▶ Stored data
▼

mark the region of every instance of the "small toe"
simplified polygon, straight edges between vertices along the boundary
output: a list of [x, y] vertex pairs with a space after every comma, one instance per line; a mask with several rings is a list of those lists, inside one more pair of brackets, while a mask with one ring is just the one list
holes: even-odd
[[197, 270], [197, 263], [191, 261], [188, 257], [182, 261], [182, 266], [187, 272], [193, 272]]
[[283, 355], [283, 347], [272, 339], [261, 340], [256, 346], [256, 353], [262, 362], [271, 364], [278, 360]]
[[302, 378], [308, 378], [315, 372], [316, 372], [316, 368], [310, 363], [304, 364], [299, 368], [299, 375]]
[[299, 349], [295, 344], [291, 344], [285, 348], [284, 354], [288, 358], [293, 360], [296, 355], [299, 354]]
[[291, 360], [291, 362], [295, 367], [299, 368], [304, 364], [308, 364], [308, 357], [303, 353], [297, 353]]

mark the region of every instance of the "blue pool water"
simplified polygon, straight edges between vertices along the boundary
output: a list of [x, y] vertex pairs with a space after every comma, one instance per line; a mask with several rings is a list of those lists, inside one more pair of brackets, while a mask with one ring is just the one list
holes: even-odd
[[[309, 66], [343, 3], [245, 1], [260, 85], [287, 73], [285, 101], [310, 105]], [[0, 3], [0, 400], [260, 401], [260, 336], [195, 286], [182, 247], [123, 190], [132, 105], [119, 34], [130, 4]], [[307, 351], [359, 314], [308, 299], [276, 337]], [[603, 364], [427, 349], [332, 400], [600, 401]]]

▲

Arrange the stored data above as a JSON list of strings, one string per line, omitting the blank lines.

▶ Result
[
  "mark the region of every instance of the \"small toe\"",
  "simplified polygon, straight edges between vertices along the boundary",
  "output: a list of [x, y] vertex pairs with a space after every comma, one instance per line; a mask with several rings is a list of those lists, inside one more pair of brackets, while a mask with one ring is just the one list",
  "holes: even-odd",
  "[[197, 270], [197, 263], [191, 261], [188, 257], [182, 261], [182, 266], [187, 272], [193, 272]]",
  "[[283, 355], [283, 347], [272, 339], [261, 340], [256, 346], [256, 353], [262, 362], [271, 364], [278, 360]]",
  "[[302, 378], [308, 378], [315, 372], [316, 372], [316, 368], [310, 363], [304, 364], [299, 368], [299, 375]]",
  "[[299, 349], [295, 344], [291, 344], [285, 348], [284, 354], [288, 358], [293, 360], [296, 355], [299, 354]]",
  "[[291, 360], [291, 362], [295, 367], [299, 368], [304, 364], [308, 364], [308, 357], [303, 353], [297, 353]]",
  "mark the region of every instance of the \"blue pool water\"",
  "simplified polygon, straight edges between vertices along the boundary",
  "output: a list of [x, y] vertex pairs with a space after every comma, one instance per line; a mask with several rings is a list of those lists, inside one more pair of brackets, while a mask with one ring is just the one list",
  "holes: even-odd",
  "[[[309, 66], [343, 3], [245, 1], [260, 85], [287, 73], [285, 101], [310, 105]], [[0, 3], [0, 400], [260, 401], [260, 336], [195, 286], [182, 247], [123, 190], [132, 105], [119, 34], [130, 4]], [[307, 351], [359, 314], [308, 299], [276, 337]], [[603, 364], [427, 349], [332, 400], [600, 401]]]"
]